- Assigned task -
Write out the lines starting at the one that holds "Segments of the grass" and ending with the final line of the data, exactly and with no others.

- Stored data entries -
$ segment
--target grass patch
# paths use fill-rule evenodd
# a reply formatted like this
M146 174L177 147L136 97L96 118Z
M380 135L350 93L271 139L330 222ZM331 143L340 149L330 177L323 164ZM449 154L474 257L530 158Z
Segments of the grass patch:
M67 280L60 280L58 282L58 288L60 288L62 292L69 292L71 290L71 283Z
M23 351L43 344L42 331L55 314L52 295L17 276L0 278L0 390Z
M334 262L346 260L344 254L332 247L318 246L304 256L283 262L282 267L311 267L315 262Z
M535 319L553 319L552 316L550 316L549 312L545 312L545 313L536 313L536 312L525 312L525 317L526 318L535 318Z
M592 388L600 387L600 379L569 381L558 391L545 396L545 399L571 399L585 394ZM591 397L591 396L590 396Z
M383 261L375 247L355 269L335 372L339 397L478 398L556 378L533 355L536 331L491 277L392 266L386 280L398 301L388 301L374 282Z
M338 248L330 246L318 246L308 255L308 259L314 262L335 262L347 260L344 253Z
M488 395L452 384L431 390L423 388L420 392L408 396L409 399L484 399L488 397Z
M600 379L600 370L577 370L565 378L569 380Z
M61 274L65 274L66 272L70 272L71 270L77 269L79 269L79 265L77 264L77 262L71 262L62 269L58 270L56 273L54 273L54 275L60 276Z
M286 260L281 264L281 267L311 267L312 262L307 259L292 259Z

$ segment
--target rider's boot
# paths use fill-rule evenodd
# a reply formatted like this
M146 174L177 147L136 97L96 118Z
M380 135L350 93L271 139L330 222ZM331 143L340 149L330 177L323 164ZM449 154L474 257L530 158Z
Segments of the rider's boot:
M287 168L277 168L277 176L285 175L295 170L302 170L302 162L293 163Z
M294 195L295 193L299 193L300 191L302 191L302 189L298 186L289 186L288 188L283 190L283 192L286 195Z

- Your solution -
Segments of the grass patch:
M67 280L60 280L58 282L58 288L60 288L62 292L69 292L71 290L71 283Z
M23 351L43 344L42 331L55 314L52 295L17 276L0 278L0 390Z
M334 262L346 260L344 254L332 247L318 246L304 256L283 262L282 267L311 267L315 262Z
M535 319L553 319L552 316L550 316L549 312L545 312L545 313L536 313L536 312L525 312L525 317L526 318L535 318Z
M592 388L600 387L600 379L569 381L558 391L545 396L545 399L571 399L585 394ZM591 397L591 396L590 396Z
M383 261L375 247L355 269L335 372L339 397L478 398L556 378L533 355L536 331L491 277L392 266L386 280L398 301L388 301L374 282Z
M338 248L330 246L318 246L308 255L308 259L314 262L335 262L347 260L344 253Z
M488 395L452 384L431 390L423 388L420 392L408 396L409 399L484 399L488 397Z
M600 379L600 370L577 370L565 378L569 380Z
M61 274L65 274L66 272L70 272L71 270L77 269L79 269L79 265L77 264L77 262L71 262L62 269L58 270L56 273L54 273L54 275L60 276Z
M286 260L281 264L281 267L311 267L312 262L307 259L292 259Z

$ segment
--target rider's boot
# paths use fill-rule evenodd
# a reply formatted like this
M146 174L177 147L136 97L96 118Z
M380 135L350 93L271 139L330 222ZM331 143L340 149L330 177L323 164ZM449 154L474 257L530 158Z
Segments of the rider's boot:
M287 168L277 168L277 176L285 175L295 170L302 170L302 162L293 163Z
M294 195L295 193L299 193L300 191L302 191L302 189L298 186L289 186L288 188L283 190L283 192L286 195Z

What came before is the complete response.